> **THE PROBLEM**
Extract every line below that contains the word "guitar".

──────── RECORDS

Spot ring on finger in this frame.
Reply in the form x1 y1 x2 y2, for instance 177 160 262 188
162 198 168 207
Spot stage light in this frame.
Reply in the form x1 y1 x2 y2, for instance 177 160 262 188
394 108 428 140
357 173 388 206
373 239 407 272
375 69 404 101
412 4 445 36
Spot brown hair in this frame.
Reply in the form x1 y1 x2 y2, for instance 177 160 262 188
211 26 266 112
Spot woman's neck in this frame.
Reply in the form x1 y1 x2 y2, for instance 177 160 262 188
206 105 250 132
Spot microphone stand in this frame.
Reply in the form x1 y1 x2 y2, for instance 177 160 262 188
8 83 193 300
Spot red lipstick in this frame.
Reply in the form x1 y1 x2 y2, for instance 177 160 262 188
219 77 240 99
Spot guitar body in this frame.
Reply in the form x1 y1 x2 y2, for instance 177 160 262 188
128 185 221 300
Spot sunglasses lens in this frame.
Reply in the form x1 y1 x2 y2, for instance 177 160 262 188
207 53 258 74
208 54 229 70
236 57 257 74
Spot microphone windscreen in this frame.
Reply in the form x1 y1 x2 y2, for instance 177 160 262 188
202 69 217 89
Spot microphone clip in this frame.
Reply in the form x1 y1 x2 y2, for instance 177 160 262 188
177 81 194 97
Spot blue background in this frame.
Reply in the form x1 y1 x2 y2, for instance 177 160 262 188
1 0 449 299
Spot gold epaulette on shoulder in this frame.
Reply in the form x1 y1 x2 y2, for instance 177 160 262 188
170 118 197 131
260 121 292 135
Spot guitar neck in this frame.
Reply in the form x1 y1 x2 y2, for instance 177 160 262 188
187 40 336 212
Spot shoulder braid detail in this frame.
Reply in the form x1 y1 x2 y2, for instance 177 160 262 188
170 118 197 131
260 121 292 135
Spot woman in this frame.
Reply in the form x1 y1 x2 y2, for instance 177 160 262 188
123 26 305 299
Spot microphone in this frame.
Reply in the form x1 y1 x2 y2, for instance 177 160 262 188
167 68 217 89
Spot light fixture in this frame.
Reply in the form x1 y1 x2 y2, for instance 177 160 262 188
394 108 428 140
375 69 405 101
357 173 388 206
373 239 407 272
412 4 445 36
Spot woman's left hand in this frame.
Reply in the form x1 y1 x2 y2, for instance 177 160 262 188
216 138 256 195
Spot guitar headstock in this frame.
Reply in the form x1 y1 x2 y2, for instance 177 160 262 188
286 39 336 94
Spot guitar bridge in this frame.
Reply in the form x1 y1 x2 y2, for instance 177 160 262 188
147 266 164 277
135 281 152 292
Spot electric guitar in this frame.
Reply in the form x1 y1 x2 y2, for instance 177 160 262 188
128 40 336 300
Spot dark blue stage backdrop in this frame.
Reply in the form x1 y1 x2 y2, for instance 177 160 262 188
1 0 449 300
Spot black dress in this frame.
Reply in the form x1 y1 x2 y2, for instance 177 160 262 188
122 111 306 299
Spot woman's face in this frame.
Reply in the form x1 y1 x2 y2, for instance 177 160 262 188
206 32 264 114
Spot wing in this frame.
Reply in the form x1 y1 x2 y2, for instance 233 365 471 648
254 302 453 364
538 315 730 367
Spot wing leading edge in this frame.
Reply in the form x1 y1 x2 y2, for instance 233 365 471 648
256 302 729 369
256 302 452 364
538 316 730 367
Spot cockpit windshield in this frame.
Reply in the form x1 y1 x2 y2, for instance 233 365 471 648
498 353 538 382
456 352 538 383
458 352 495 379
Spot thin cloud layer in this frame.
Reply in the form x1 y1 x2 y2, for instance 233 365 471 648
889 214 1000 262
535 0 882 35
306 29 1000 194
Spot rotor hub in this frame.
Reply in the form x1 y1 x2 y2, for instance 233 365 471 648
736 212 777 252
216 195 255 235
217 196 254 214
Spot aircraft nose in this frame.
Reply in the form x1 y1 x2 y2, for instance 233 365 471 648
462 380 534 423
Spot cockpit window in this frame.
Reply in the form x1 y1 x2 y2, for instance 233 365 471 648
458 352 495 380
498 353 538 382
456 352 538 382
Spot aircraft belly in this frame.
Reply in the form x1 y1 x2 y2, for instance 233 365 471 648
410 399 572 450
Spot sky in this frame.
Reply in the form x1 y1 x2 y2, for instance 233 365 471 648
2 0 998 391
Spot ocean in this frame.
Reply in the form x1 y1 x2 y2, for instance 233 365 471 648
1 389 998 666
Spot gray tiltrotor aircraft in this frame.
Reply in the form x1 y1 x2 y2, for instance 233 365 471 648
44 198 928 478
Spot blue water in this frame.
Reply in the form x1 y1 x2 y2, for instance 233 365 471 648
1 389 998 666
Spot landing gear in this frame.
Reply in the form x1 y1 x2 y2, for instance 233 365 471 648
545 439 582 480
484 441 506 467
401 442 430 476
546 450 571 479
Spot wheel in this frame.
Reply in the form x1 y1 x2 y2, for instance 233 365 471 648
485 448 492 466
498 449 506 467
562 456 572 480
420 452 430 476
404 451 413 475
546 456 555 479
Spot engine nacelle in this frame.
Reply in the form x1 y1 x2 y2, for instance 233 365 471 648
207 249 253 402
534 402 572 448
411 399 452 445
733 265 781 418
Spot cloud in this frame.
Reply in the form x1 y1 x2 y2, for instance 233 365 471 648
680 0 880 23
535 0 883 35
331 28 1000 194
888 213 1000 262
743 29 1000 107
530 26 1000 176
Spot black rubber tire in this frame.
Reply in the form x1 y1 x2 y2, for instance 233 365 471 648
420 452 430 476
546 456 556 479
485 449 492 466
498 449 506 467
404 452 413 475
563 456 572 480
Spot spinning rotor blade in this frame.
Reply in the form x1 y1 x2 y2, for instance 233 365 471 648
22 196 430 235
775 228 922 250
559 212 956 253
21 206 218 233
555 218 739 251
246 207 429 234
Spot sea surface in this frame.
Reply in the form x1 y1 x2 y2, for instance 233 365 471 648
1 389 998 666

────────────────

> **RESPONSE BOX**
Spot guitar body in this frame.
Spot guitar neck in this frame.
Spot guitar headstock in this frame.
Spot guitar bridge in this frame.
Spot electric guitar in this frame.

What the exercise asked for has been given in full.